Given information:
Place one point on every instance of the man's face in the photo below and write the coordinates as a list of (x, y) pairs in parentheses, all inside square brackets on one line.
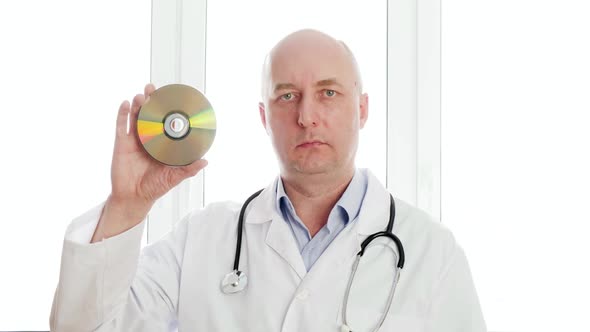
[(313, 108)]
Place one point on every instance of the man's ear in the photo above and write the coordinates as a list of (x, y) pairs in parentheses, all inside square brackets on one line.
[(261, 110), (364, 109)]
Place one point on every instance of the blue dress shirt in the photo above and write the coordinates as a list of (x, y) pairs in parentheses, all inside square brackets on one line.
[(344, 212)]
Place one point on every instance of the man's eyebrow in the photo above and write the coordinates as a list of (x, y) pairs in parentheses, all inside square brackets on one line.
[(283, 86), (328, 82)]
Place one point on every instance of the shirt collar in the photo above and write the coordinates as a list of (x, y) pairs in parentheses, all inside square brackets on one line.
[(349, 202)]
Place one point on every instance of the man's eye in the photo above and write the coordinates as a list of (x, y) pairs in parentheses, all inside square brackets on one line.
[(287, 96)]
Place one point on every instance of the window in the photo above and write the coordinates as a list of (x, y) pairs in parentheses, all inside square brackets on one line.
[(66, 66), (515, 161)]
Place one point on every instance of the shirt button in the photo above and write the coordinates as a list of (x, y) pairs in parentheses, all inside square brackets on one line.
[(303, 294)]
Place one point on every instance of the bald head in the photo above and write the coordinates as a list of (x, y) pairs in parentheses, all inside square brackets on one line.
[(302, 49)]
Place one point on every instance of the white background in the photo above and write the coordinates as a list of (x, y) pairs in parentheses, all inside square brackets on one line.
[(515, 156), (65, 66), (514, 118)]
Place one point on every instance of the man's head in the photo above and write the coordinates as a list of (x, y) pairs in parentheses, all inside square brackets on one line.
[(313, 106)]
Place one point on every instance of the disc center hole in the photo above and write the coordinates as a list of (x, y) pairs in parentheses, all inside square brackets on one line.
[(177, 125)]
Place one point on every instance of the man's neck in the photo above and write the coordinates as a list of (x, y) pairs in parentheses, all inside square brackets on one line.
[(313, 197)]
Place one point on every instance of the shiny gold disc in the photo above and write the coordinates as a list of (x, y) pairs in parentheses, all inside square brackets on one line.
[(177, 125)]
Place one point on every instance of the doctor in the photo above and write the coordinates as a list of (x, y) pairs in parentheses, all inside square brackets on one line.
[(301, 235)]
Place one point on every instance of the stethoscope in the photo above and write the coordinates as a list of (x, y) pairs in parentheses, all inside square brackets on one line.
[(236, 280)]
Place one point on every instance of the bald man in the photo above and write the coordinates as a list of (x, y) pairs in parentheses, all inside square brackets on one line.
[(301, 235)]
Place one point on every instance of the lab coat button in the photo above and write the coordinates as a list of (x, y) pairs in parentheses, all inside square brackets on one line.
[(303, 294)]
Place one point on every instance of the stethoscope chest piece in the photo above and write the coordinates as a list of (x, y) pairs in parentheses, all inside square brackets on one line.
[(234, 282)]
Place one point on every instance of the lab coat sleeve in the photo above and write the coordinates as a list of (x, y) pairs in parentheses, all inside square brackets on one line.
[(108, 286), (455, 306)]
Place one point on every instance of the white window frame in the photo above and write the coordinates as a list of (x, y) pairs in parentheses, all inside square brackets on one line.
[(413, 98)]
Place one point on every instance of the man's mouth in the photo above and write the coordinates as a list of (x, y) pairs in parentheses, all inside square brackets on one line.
[(309, 144)]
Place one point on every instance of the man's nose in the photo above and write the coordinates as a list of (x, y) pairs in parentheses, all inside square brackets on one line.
[(308, 112)]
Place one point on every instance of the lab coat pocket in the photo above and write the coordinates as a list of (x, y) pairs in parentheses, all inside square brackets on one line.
[(365, 320)]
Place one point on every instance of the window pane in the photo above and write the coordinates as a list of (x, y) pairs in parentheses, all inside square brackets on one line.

Instruction:
The entries above should be reproduced exactly, without their pictures.

Solution to this task:
Place one point on every instance of the man's face in the photo below and write the coordinates as a list of (x, y) pairs in parentheses, all inside square brackets on one line.
[(313, 108)]
Place one point on every instance of the man's ear in the photo above and write the coordinates as a list of (x, y) pairs in parentheses, all inside square brackets on one line.
[(261, 110), (364, 109)]
Place one point on every instance of the blue dress shirt in the photo above and write the coordinates as a list of (x, y) pairs in parentheses, all inside square brackets on one line.
[(344, 212)]
Place one point on every instance of the man's eyebrow in the photo above and write the coordinates as a list of (x, y) pairs in parentheses, all inside square brackets on one line.
[(283, 86), (328, 82)]
Place one point on every instance of the shirt collar in the photo above and write the coordinates as a list of (x, y) pairs in parentheses, all inside square brackets on one line.
[(349, 202)]
Place one point on every instance of the man's eye in the photo above and write the coordinates as a list of (x, y) pairs in parentheses, all inside square brackets on one line.
[(287, 96)]
Place one point on every instance of the window in the photo above and write the coordinates as a list of (x, y) pairs in parentheses, all inside square brackets on one line.
[(66, 66), (515, 161)]
Place one point on every instance of the shirt button in the photo above and write the coordinates as a list of (x, y) pairs in parentheses, all inside square brackets on one line.
[(303, 294)]
Place one point on every instance of the bald head in the photo above and write the coordinates as a list of (x, y) pairs in parentheses, all inside square brackets on one line.
[(302, 49)]
Place one point on every instance of the white background in the photo above and write the coordinates as a list of (x, y) pairs in parentheses, all inside square brackets on one line.
[(515, 156), (65, 66), (514, 118)]
Place one point on every instance of the man's head in the photo above and write the coordinates as a list of (x, y) pairs in parentheses, all inside square brackets on one line.
[(313, 106)]
Place one point on every instance of the disc center hole in the photo above and write the coordinates as a list of (x, y) pairs in parentheses, all inside square brackets on one line.
[(177, 125)]
Place one point on every instance of the man's neck in the photo above and write the coordinates as a list of (x, y) pairs in parentheses, all inside square brackets on one line.
[(313, 197)]
Place one point on every instance of the shiny gold disc in the photo above and write the coordinates as a list of (x, y) pairs in parentheses, all inside square brackets on one line.
[(177, 125)]
Place one point on every instance of the doctor in the photo above and write the coordinates as a list of (x, y) pairs in parentheses, all inside square brackets on one line.
[(301, 235)]
Place one point on every instance of the stethoscope in the photo above and write the coordinates as a list of (x, y) pairs in parentheses, all inside square brackets on one line.
[(236, 280)]
Place one point on every instance of the bald man in the photo above and write the coordinates as a list of (x, y) pairs in parentheses, all inside square brackets on one line.
[(301, 235)]
Place one point on every instance of the lab coat button in the photo above and write the coordinates as a list of (x, y) pairs in parentheses, all inside square brackets on one line.
[(303, 294)]
Place one point on every instance of the stethoscope chest piece in the photo above and write the coordinates as a list of (x, y) pairs in parentheses, all inside square brackets on one line.
[(234, 282)]
Place one point on every instance of the lab coat sleeve in the photo above and write the coordinates as a list of (x, y) pairs in parentheses, all inside square brackets on one line.
[(108, 286), (455, 306)]
Place one point on every instance of the white window frame in the photo above and write the coordinates as a list of (x, y) pairs in parentheses, all inside square brackets on one line.
[(413, 98)]
Place one point on every instance of the man's mouth in the photo above and write the coordinates as a list of (x, y) pairs in parentheses, all inside square brackets on one line.
[(309, 144)]
Place one point on every instance of the man's nose in the photo above and write the coordinates as a list of (x, y) pairs in parentheses, all inside square brackets on one line.
[(308, 112)]
Place one point on every instance of the lab coat pocket in the photo above and write the coordinates as a list of (x, y) pairs in parentheses, all inside square brackets on one line.
[(365, 320)]
Place one point on every instance of the window pane in the photo above and write the coordinates as a list of (x, y) pairs in parentheses, all inside square brackets on one line.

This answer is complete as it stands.